**Page extract**
begin
June 2010

Volume 25 Number 06

The Working Programmer - Going NoSQL with MongoDB, Part 2

By Ted Neward | June 2010

Ted NewardIn my previous article, MongoDB’s basics took front and center: getting it installed, running and inserting and finding data. However, I covered only the basics—the data objects used were simple name/value pairs. That made sense, because MongoDB’s “sweet spot” includes unstructured and relatively simple data structures. But surely this database can store more than just simple name/value pairs.

In this article, we’ll use a slightly different method to investigate MongoDB (or any technology). The procedure, called an exploration test, will help us find a possible bug in the server and, along the way, highlight one of the common issues object-oriented developers will run into when using MongoDB.

In Our Last Episode …

First we’ll make sure we’re all on the same page, and we’ll also cover some slightly new ground. Let’s look at MongoDB in a bit more structured fashion than we did in the previous article (msdn.microsoft.com/magazine/ee310029). Rather than just create a simple application and hack on it, let’s kill two birds with one stone and create exploration tests—code segments that look like unit tests but that explore functionality rather than try to verify it.

Writing exploration tests serves several different purposes when investigating a new technology. One, they help discover whether the technology under investigation is inherently testable (with the assumption that if it’s hard to exploration-test, it’s going to be hard to unit-test—a huge red flag). Two, they serve as a sort of regression when a new version of the technology under investigation comes out, because they give a heads-up if old functionality no longer works. And three, since tests should be relatively small and granular, exploration tests inherently make learning a technology easier by creating new “what-if” cases that build on previous cases.
end
**What the task requires**
Continue the MongoDB article from the end of its last paragraph.

Items from a dataset:
begin
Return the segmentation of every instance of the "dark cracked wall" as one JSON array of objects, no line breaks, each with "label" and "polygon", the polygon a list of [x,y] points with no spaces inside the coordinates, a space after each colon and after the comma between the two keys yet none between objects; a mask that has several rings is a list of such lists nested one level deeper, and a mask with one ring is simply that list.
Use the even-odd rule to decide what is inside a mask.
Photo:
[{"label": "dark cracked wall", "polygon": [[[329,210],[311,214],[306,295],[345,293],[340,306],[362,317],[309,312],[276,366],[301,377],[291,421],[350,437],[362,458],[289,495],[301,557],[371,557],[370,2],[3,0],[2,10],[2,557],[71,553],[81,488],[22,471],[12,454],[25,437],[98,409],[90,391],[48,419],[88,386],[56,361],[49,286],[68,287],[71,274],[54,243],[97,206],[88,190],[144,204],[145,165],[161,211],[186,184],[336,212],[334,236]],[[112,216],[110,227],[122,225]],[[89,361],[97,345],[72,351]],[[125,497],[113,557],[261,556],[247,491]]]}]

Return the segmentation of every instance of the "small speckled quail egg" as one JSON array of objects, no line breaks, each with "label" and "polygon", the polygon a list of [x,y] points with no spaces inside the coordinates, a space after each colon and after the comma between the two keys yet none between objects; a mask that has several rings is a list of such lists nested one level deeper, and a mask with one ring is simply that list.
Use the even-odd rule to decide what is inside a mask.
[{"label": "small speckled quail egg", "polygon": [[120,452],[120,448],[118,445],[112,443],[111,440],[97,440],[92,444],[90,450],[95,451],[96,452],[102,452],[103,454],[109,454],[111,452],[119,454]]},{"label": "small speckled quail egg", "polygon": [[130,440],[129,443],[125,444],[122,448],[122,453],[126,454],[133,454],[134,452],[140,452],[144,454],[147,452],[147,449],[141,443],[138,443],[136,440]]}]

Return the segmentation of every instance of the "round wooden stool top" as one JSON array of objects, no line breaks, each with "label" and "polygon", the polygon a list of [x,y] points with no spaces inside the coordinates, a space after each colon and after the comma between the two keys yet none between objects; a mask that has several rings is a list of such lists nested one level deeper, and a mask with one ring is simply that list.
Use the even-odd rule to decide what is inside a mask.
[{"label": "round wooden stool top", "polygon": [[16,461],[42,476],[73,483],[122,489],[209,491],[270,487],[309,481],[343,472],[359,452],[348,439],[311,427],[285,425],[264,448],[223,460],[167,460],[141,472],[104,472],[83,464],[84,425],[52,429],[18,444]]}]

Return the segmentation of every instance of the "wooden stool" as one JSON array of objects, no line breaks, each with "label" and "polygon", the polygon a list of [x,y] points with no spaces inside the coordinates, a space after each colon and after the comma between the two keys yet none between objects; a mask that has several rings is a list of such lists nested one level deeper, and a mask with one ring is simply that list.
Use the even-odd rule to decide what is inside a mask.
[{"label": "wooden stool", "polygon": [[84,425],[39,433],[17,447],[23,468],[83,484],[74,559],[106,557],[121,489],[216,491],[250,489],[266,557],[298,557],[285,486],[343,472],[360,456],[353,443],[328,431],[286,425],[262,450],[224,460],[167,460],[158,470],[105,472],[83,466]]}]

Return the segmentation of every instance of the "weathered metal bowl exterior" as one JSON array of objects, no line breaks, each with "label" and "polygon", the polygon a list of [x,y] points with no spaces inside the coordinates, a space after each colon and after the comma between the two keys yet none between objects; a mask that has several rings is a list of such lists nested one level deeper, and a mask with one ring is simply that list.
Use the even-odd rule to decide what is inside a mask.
end
**Result of this exercise**
But unlike unit tests, exploration tests aren’t continuously developed alongside the application, so once you consider the technology learned, set the tests aside. Don’t discard them, however—they can also help separate bugs in application code from those in the library or framework. The tests do so by providing a lightweight, application-neutral environment for experimentation without the overhead of the application.

With that in mind, let’s create MongoDB-Explore, a Visual C# test project. Add MongoDB.Driver.dll to the list of assembly references and build to make sure everything is good to go. (Building should pick up the one TestMethod that’s generated as part of the project template. It will pass by default, so everything should be good, which means that if the project fails to build, something’s screwed up in the environment. Checking assumptions is always a good thing.)

As tempting as it would be to jump into writing code right away, though, a problem surfaces pretty quickly: MongoDB needs the external server process (mongod.exe) to be running before client code can connect against it and do anything useful. While it’s tempting to simply say “Fine, fine, let’s start it and get back to writing code,” there’s a corollary problem. It’s an almost sure bet that at some point, 15 weeks later when looking back at this code, some poor developer (you, me or a teammate) will try to run these tests, see them all fail and lose two or three days trying to figure out what’s going on before she thinks to look to see if the server’s running.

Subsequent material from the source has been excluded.